→ Instrucciones:
#1 Enumere las formas de trato que, según el artículo sobre el léxico católico y taurino, reciben quienes usan expresiones propias de ciertos mundos.
#2 Según el artículo sobre el léxico católico y taurino, ¿por qué se duda en emplear palabras como "pecado", "púlpito" o "caridad"? Responda en una a tres oraciones.
#3 Prosiga el artículo sobre el léxico católico y taurino a partir de su última oración.

→ Fragmento del texto:
Más allá de las así llamadas políticas de género, cuya matraca con la lengua sigue siendo objeto de debate (bueno, salvo que se sea Vicepresidenta enésima del Gobierno y se enmiende la plana a filólogos que saben bastante más de la cosa pero que, ay, están contaminados por su hombría y haberse criado en un sistema patriarcal, aunque los pobres sigan sin saberlo), hay otros terrenos de la lengua donde la totalitaria infiltración del poder se nota reveladoramente, hasta el punto de que hay como una censura silenciosa, quienes usan expresiones propias de ciertos mundos son malquistos y como puestos en cuarentena ideológica, segregados o señalados como si pertenecieran a un gueto (a veces, de forma torticera se dice que son ellos los que se aíslan). Esas palabras que cada día se censuran más son las provenientes de la religión católica, de un lado, y las que proceden del arte del toreo, de otro.

Hay palabras cuyos orígenes y connotaciones católicas las condenan hoy al ostracismo. Pecado, sacro, púlpito, contrición, bienaventurado, rezar, tentación, santidad, consagrado, caridad, etc. son palabras que muchos usan con guantes, como si infectaran. Se duda en emplearlas por temor a ser vistos como carcamales, como si su mero uso llevara toda una fe y una ideología detrás. Si uno dice San Agustín en vez de Agustín de Hipona (como machaconamente decía Julio Anguita, tan ortodoxo en su fe) no está asumiendo toda la doctrina católica, sólo se refiere a un pensador así convencionalmente conocido. Otras veces, por contra, ocurre que palabras de este ámbito son como liberadas de su poso y su peso religioso y entonces se abusa de ellas en demasía. Le ha pasado a "tentaciones", de tan bíblicas resonancias, aunque quizá los jóvenes hablantes las desconozcan, a propósito de un programa televisivo donde ha sido imprescindible tener muchos más centímetros de piel tatuada que de cabeza algo amueblada para ser concursante.

→ Listado proporcionado:
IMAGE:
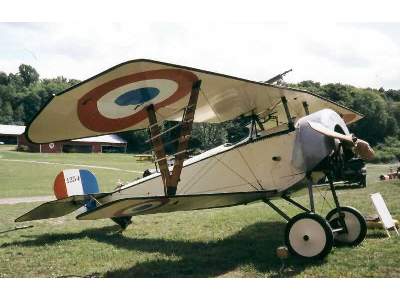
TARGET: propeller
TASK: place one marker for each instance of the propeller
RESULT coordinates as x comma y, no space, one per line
361,147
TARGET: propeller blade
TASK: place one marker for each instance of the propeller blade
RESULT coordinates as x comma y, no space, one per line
361,147
325,131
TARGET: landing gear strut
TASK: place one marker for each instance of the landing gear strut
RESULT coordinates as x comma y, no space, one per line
309,235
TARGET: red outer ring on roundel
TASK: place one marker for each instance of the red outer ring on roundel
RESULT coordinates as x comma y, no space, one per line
91,118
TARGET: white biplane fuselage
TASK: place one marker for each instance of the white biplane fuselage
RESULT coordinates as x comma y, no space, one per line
300,136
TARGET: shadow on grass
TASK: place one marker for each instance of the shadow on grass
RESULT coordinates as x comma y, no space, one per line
254,245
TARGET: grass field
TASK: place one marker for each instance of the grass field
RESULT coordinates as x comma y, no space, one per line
229,242
32,174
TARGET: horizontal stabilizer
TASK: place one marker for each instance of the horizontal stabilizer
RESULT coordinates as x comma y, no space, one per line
56,208
161,204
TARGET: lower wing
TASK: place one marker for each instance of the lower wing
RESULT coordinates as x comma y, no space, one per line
163,204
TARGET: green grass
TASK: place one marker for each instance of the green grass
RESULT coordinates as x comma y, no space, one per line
230,242
32,179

→ Respuestas por tarea:
#1
- Son malquistos.
- Son como puestos en cuarentena ideológica.
- Son segregados.
- Son señalados como si pertenecieran a un gueto.

#2 Se duda en emplearlas por temor a ser vistos como carcamales. Parece como si su mero uso llevara detrás toda una fe y una ideología.

#3
Otro ámbito del lenguaje condenado a la proscripción o el arrumbamiento es el taurino. La hora de la verdad, cambio de tercio, puyazo, poner banderillas negras, bajonazo, estar para el descabello, coger al toro por los cuernos, etc. son expresiones que cada día se oyen menos en la calle, no digamos en los medios de comunicación o en boca de nuestros políticos. Ninguno osa utilizar estos latiguillos, no vayan a tildarlo de decimonónico, aunque muchos de quienes ostentan las voces cantantes de nuestra sociedad y quieren marcarnos la pauta estén para ser devueltos a corrales. Que Dios (o dios, como prefieran) nos libre de esos que, como señalara en un verso Rosalía (de Castro, obviamente, no la del trastrás), tienen la terquedad de los mansos y seguirán ahí, erre que erre, censurándonos, por nuestro bien, claro, diciendo qué podemos o no decir.